TASK PROMPT: Pull out each line of the items below that contains the string "lane", copying it in full, and treat uppercase and lowercase letters as different.

DATA TO PROCESS:

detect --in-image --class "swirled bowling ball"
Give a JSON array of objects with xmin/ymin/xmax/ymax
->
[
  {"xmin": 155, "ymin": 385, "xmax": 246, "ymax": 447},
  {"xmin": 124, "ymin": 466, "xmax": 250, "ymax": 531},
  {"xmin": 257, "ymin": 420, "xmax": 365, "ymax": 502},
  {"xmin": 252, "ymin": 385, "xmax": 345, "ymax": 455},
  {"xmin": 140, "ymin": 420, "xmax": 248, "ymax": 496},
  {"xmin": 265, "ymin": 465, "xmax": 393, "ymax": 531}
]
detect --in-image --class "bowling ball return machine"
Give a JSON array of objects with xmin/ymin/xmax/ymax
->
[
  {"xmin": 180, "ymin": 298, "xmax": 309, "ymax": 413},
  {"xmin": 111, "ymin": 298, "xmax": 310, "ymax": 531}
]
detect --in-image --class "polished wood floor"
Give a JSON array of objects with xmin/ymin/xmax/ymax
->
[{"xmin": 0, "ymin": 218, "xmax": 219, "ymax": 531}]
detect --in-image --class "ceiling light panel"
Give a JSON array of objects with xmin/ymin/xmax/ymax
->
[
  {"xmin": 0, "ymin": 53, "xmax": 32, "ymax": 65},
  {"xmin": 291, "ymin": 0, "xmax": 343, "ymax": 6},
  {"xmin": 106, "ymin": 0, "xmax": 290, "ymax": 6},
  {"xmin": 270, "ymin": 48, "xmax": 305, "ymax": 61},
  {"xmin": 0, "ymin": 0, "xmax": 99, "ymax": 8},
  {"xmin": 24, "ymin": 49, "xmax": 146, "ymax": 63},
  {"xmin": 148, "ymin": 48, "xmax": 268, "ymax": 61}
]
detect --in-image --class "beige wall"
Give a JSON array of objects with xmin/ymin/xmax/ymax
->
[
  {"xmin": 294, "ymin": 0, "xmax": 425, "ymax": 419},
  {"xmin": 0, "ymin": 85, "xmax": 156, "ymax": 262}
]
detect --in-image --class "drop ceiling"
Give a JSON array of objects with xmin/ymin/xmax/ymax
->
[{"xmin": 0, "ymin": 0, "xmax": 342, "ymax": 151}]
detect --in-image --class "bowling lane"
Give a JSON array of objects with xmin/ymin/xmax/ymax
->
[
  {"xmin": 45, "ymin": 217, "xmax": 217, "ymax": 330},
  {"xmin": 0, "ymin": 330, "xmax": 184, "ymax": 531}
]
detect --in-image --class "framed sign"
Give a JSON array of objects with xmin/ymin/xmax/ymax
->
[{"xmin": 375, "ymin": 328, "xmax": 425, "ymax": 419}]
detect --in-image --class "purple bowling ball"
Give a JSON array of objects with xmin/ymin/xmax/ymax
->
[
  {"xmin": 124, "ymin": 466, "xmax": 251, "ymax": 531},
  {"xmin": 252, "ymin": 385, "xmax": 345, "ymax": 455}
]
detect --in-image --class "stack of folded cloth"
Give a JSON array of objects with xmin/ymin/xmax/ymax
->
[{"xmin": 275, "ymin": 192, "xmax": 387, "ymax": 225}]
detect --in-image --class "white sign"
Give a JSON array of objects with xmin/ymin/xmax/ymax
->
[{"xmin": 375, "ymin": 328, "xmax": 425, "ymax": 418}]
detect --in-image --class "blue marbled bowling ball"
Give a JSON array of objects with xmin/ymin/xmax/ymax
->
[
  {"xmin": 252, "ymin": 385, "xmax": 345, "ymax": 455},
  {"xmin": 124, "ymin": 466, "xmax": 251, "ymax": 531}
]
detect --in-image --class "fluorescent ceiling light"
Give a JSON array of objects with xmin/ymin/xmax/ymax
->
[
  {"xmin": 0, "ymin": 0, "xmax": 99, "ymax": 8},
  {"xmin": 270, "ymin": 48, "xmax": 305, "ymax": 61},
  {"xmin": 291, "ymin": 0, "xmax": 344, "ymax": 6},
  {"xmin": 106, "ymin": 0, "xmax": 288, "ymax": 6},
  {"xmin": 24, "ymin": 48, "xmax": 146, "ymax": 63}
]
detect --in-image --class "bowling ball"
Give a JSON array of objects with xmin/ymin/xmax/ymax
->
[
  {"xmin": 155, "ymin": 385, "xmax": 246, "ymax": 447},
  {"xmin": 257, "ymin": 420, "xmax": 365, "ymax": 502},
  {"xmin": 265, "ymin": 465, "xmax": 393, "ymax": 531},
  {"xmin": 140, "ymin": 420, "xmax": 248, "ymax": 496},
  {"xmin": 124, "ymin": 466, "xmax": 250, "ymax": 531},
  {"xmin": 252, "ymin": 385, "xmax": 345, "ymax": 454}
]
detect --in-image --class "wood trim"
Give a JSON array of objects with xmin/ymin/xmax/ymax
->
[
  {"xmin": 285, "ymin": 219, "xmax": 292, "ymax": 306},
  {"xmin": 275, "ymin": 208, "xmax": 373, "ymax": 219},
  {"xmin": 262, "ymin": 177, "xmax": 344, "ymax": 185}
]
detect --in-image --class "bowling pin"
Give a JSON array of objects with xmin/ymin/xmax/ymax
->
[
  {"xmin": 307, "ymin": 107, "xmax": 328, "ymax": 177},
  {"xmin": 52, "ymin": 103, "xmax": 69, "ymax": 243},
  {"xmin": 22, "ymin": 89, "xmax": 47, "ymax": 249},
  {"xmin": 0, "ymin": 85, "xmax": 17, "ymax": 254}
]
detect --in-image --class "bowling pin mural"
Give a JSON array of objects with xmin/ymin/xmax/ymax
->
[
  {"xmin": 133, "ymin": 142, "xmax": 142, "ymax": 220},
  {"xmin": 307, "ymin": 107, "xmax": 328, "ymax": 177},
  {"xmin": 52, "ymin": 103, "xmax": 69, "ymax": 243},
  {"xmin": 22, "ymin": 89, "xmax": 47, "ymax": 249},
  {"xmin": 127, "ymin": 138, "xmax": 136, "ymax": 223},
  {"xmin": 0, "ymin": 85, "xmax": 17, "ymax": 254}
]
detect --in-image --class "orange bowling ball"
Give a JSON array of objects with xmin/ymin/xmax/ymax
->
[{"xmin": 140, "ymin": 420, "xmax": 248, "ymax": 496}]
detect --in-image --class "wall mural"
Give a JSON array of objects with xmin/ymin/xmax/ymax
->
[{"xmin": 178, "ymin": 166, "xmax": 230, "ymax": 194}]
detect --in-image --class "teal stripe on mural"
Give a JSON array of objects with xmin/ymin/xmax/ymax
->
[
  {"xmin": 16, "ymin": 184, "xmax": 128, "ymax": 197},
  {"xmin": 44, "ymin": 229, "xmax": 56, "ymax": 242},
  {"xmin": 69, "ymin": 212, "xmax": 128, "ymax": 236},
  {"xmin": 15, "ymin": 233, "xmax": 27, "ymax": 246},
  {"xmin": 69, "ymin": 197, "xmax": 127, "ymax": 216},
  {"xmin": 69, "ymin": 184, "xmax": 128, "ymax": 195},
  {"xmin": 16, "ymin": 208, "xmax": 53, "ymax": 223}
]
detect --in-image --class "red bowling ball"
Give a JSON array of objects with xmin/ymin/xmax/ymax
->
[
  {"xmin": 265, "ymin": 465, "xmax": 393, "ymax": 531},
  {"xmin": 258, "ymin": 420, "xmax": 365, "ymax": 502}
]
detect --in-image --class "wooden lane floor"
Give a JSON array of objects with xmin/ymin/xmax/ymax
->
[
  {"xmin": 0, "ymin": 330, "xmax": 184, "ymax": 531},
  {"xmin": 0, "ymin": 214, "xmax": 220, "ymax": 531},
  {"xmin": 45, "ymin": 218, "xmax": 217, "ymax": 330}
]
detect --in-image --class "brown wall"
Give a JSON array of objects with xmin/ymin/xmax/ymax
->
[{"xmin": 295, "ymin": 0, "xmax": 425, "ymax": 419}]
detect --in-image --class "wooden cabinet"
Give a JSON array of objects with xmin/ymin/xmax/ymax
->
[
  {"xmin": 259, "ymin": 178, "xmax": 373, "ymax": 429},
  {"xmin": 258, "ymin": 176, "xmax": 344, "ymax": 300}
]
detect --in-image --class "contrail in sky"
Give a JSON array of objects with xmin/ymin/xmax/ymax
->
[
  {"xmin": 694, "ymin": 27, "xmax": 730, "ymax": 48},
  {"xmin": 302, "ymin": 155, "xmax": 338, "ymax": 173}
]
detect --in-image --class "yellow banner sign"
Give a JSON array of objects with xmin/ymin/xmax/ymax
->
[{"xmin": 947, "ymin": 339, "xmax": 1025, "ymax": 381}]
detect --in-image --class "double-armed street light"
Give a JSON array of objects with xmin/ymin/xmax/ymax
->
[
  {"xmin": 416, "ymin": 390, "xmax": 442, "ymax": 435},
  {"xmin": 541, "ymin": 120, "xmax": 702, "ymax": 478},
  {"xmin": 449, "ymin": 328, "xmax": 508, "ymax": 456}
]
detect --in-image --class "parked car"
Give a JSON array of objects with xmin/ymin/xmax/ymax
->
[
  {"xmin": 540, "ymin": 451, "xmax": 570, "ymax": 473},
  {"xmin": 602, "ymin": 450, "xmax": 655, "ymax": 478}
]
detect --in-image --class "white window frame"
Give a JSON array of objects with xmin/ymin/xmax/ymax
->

WRITTEN SOLUTION:
detect --in-image --class "bowling lane"
detect --in-image --class "wooden lane floor"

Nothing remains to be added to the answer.